Work instructions:
A) Reproduce, word for word, the stretch of the elevator pitch blog post that opens with the words containing "Friday, March 12, 2010" and closes with "the mechanical stuff....".
B) Write what comes next in the blog post on recording elevator pitches, picking up right after its last sentence.

Friday, March 12, 2010
Most of the people at the booths there were in Sales or Marketing and were natural hams, so they were pretty easy going when I asked them to join in.
I think everyone here did a pretty good job. I learned a few things from a portable video capture perspective as well as the video elevator pitch perspective.
First the mechanical stuff....
The Kodak Zi8 rocks, but don't get too close. I used an external mic to capture better sound, but the cord just wasn't long enough to do my generous participants complete justice. You'll see some coffee cups in the background that are in perfect focus, while some of my subjects are a bit too close and fuzzy. If I had it to do all over again, I would add a long mic cable and bring a monopod. The camera actually did a credible job of capturing some of the screen detail especially if you watch the videos in HD.
Ok, with that out of the way, let's talk about the essence of an elevator pitch. I knew they were important, but I now appreciate their importance even more. In an era of social media, I believe its rapidly becoming the case that this is all we've got....a mere 30-45 seconds to make our case and how we deliver it may be just as important as what we have to say.
Keep it Tight - I asked everyone here to keep their pitch to between 30 and 45 seconds. Most people went about a minute and a half. That may work at the Burj Khalifa but I content that I don't think we have that long. Scratch the Burj comment, it turns out those elevators go 26.1 mph. Ok, I wasn't increadibly insistent on this point and these talented sales and marketing folks probably could have gotten very close if pressed, but I think you get my point. Even more important than speed is structure. How many points are you trying to get across? How well are the points organized? Do they develop the story in a compelling way? Do they facilitate the retelling of the story? Beta is volitility metric used to describe stock. Perhaps we should have a similar metric for the variability of the delivery of our messages.
Make Sure Everyone Can Do It - I went to a couple of the booths and the people standing there said so and so is our elevator pitch person. In some cases I had to come back. I guess the challenge here is what if I was a customer? ...and for some of these products, I probably am. The challenge to make the pitch eminently consummable falls to me an my marketing brethern. Us marketers need to make the story so easy to deliver and consume that anyone can do it.
Having Everyone Reherse Isn't Enough - The story, I content, needs to be tight, tight, tight. And one size never fits all. To do this really, really well, everyone needs a tightly architected story and a few alternative beginnings, middles, and ends that they can weave in. I believe there is a phase when we are first learning about a new idea - probably the first 15 seconds, when our ability to absorb that idea is most at peril. Some scientist has probably already given this a name. Please comment on the blog if you know it, but I am certain we are going to spend a lot more time talking about this window in marketing and advertising circles in the near future. As our brains try to connect elements of a new idea, we are at our most dismissive. I believe the part of the brain that processes this information is permanently set to skeptical. Unless we can explain it in plain english in a compelling way, we tune out. We may tune out because we don't have the foggiest idea of what the speaker is saying or it just doesn't sound interesting or convincing. While these folks all did a good job, think of what happens when you try to scale a message in your company. Not easy and not trivial.

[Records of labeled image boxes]
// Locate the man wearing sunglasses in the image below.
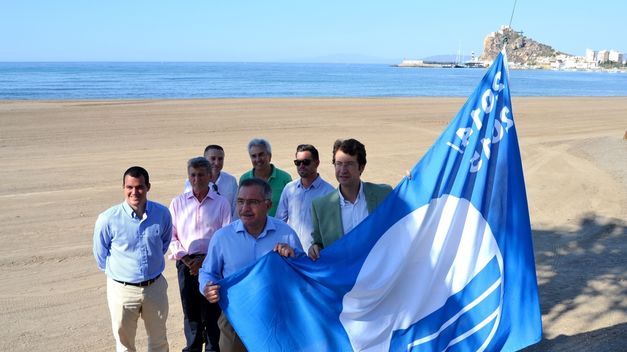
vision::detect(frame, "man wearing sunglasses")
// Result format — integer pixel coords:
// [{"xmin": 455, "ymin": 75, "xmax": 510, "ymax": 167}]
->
[
  {"xmin": 198, "ymin": 178, "xmax": 305, "ymax": 352},
  {"xmin": 308, "ymin": 139, "xmax": 392, "ymax": 260},
  {"xmin": 275, "ymin": 144, "xmax": 334, "ymax": 252}
]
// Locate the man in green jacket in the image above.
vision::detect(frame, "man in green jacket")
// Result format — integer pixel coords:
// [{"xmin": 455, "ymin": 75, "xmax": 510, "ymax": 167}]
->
[
  {"xmin": 239, "ymin": 138, "xmax": 292, "ymax": 216},
  {"xmin": 308, "ymin": 139, "xmax": 392, "ymax": 260}
]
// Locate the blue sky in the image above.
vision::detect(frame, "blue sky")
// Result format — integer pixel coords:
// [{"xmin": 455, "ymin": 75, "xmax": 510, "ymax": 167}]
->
[{"xmin": 0, "ymin": 0, "xmax": 627, "ymax": 63}]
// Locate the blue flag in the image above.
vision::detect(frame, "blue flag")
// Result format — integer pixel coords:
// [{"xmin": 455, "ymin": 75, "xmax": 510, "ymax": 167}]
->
[{"xmin": 220, "ymin": 53, "xmax": 542, "ymax": 352}]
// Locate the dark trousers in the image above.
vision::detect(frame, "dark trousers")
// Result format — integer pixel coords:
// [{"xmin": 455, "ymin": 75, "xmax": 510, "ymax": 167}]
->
[{"xmin": 176, "ymin": 260, "xmax": 222, "ymax": 352}]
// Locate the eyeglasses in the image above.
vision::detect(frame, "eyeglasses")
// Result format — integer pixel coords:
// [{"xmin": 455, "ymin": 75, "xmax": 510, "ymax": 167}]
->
[
  {"xmin": 333, "ymin": 161, "xmax": 357, "ymax": 169},
  {"xmin": 294, "ymin": 159, "xmax": 313, "ymax": 166},
  {"xmin": 235, "ymin": 198, "xmax": 266, "ymax": 207}
]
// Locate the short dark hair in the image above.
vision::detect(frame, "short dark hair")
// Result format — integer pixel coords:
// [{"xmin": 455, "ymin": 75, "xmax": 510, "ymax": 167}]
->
[
  {"xmin": 203, "ymin": 144, "xmax": 224, "ymax": 153},
  {"xmin": 248, "ymin": 138, "xmax": 272, "ymax": 155},
  {"xmin": 238, "ymin": 178, "xmax": 272, "ymax": 200},
  {"xmin": 296, "ymin": 144, "xmax": 320, "ymax": 161},
  {"xmin": 187, "ymin": 156, "xmax": 211, "ymax": 176},
  {"xmin": 122, "ymin": 166, "xmax": 150, "ymax": 186},
  {"xmin": 332, "ymin": 138, "xmax": 366, "ymax": 166}
]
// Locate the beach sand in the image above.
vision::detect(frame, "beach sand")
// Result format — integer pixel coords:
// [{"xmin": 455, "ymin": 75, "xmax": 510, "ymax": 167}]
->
[{"xmin": 0, "ymin": 97, "xmax": 627, "ymax": 351}]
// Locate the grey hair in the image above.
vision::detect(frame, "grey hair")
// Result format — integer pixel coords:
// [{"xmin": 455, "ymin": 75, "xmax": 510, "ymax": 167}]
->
[
  {"xmin": 187, "ymin": 156, "xmax": 211, "ymax": 174},
  {"xmin": 248, "ymin": 138, "xmax": 272, "ymax": 154},
  {"xmin": 239, "ymin": 178, "xmax": 272, "ymax": 200}
]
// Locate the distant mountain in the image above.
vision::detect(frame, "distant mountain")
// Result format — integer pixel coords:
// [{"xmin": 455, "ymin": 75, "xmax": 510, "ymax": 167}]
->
[{"xmin": 479, "ymin": 26, "xmax": 570, "ymax": 65}]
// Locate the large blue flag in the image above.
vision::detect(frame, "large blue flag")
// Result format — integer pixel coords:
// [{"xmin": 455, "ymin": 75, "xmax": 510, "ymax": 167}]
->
[{"xmin": 220, "ymin": 53, "xmax": 542, "ymax": 352}]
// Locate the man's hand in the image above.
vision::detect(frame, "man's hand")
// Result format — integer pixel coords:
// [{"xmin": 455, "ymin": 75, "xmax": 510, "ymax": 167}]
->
[
  {"xmin": 307, "ymin": 243, "xmax": 320, "ymax": 260},
  {"xmin": 187, "ymin": 256, "xmax": 205, "ymax": 276},
  {"xmin": 203, "ymin": 282, "xmax": 220, "ymax": 303},
  {"xmin": 274, "ymin": 243, "xmax": 294, "ymax": 257}
]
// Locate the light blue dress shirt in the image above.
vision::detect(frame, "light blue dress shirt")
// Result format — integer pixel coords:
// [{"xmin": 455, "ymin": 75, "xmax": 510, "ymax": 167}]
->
[
  {"xmin": 275, "ymin": 175, "xmax": 335, "ymax": 252},
  {"xmin": 198, "ymin": 216, "xmax": 305, "ymax": 293},
  {"xmin": 93, "ymin": 201, "xmax": 172, "ymax": 283}
]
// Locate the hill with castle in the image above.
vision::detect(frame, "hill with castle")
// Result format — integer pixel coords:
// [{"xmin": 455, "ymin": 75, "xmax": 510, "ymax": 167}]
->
[{"xmin": 396, "ymin": 26, "xmax": 627, "ymax": 70}]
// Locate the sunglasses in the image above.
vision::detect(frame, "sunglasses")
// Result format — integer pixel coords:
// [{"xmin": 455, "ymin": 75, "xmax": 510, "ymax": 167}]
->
[{"xmin": 294, "ymin": 159, "xmax": 313, "ymax": 166}]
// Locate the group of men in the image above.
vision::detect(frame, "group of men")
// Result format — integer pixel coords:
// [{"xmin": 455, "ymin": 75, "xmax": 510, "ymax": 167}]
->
[{"xmin": 93, "ymin": 139, "xmax": 392, "ymax": 352}]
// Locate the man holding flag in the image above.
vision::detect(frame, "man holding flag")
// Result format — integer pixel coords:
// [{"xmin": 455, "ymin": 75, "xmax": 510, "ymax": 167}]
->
[
  {"xmin": 213, "ymin": 53, "xmax": 542, "ymax": 351},
  {"xmin": 198, "ymin": 178, "xmax": 305, "ymax": 352}
]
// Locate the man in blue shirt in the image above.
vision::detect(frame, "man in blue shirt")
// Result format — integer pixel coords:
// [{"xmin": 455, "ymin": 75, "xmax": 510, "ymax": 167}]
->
[
  {"xmin": 198, "ymin": 178, "xmax": 305, "ymax": 352},
  {"xmin": 275, "ymin": 144, "xmax": 335, "ymax": 252},
  {"xmin": 93, "ymin": 166, "xmax": 172, "ymax": 351}
]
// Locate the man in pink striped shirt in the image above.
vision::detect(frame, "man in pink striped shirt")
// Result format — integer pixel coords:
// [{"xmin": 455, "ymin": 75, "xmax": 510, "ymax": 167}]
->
[{"xmin": 170, "ymin": 157, "xmax": 231, "ymax": 352}]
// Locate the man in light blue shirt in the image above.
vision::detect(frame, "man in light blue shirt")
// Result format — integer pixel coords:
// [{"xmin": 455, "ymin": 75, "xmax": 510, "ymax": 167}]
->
[
  {"xmin": 275, "ymin": 144, "xmax": 335, "ymax": 252},
  {"xmin": 198, "ymin": 178, "xmax": 305, "ymax": 351},
  {"xmin": 93, "ymin": 166, "xmax": 172, "ymax": 351}
]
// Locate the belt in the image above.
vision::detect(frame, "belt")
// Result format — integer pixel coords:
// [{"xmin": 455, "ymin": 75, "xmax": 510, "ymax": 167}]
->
[{"xmin": 113, "ymin": 274, "xmax": 161, "ymax": 287}]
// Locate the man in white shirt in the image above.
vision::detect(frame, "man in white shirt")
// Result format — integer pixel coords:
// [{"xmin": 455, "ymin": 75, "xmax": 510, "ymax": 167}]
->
[
  {"xmin": 308, "ymin": 138, "xmax": 392, "ymax": 260},
  {"xmin": 275, "ymin": 144, "xmax": 335, "ymax": 252}
]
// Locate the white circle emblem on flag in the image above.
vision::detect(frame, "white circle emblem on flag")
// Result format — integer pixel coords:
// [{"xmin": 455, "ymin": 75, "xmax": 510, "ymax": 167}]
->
[{"xmin": 340, "ymin": 195, "xmax": 503, "ymax": 351}]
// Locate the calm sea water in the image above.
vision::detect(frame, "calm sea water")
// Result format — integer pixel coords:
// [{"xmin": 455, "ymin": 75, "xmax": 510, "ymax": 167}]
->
[{"xmin": 0, "ymin": 62, "xmax": 627, "ymax": 100}]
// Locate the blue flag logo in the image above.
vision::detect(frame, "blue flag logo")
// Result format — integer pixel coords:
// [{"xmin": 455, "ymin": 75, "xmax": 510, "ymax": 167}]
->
[{"xmin": 220, "ymin": 53, "xmax": 542, "ymax": 351}]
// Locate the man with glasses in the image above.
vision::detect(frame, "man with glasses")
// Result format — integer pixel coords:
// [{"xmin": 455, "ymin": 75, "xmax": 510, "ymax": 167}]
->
[
  {"xmin": 183, "ymin": 144, "xmax": 237, "ymax": 215},
  {"xmin": 199, "ymin": 178, "xmax": 305, "ymax": 352},
  {"xmin": 275, "ymin": 144, "xmax": 334, "ymax": 251},
  {"xmin": 308, "ymin": 139, "xmax": 392, "ymax": 260},
  {"xmin": 170, "ymin": 156, "xmax": 231, "ymax": 352}
]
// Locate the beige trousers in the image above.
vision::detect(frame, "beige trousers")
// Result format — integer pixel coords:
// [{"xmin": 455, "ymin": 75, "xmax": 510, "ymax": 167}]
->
[
  {"xmin": 107, "ymin": 275, "xmax": 169, "ymax": 352},
  {"xmin": 218, "ymin": 313, "xmax": 247, "ymax": 352}
]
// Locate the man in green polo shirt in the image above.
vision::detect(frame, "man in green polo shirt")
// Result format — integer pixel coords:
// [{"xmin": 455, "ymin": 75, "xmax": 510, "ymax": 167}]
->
[{"xmin": 239, "ymin": 138, "xmax": 292, "ymax": 216}]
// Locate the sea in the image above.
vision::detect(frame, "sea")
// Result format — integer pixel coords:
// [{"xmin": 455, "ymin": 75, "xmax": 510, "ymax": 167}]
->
[{"xmin": 0, "ymin": 62, "xmax": 627, "ymax": 100}]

Answers to each task:
A)
Friday, March 12, 2010
Most of the people at the booths there were in Sales or Marketing and were natural hams, so they were pretty easy going when I asked them to join in.
I think everyone here did a pretty good job. I learned a few things from a portable video capture perspective as well as the video elevator pitch perspective.
First the mechanical stuff....

B)
Authenticity Trumps All - We've evolved as a species. No one could possibly hear a cigarette commerical today touting their health benefits and not become enraged. We know when we are being sold to. The hair on the backs of our necks stands up. Furthermore we pretty much hate it. That type of convincing someone to absorb and idea or take an action is very win - lose. This doesn't mean that we hate marketers or hate sales people, but they have to work harder appeal to us. Yes you have to understand our situation and you have to tell your story in a way that connects with us and a challenge we are facing. It's often said that people buy from people. This could easily be refined to be people buy from people they trust. Trust, I believe, comes from empathy, understanding, and the ability to convey an authentic belief that what you have solves the pain you are addressing.
A Picture Says a 1000 Words....and a 1 minute video is 150mb of pictures. To be fair here, most of these folks were somewhat put on the spot with a instant request to contribute to the content of a Sales 2.0 "we are going to share everything" kind of show and I'd give everyone here at least a "good" rating for their effort, but you will clearly see that some people are more comfortable than others. With the voice quality essentially normalized by my average quality lapel mic, and the video quality normalized to mediocre by my developing flash video skillset and the length of the microphone cable, note what you pick up in how people display emotion as they connect the dots of their solution.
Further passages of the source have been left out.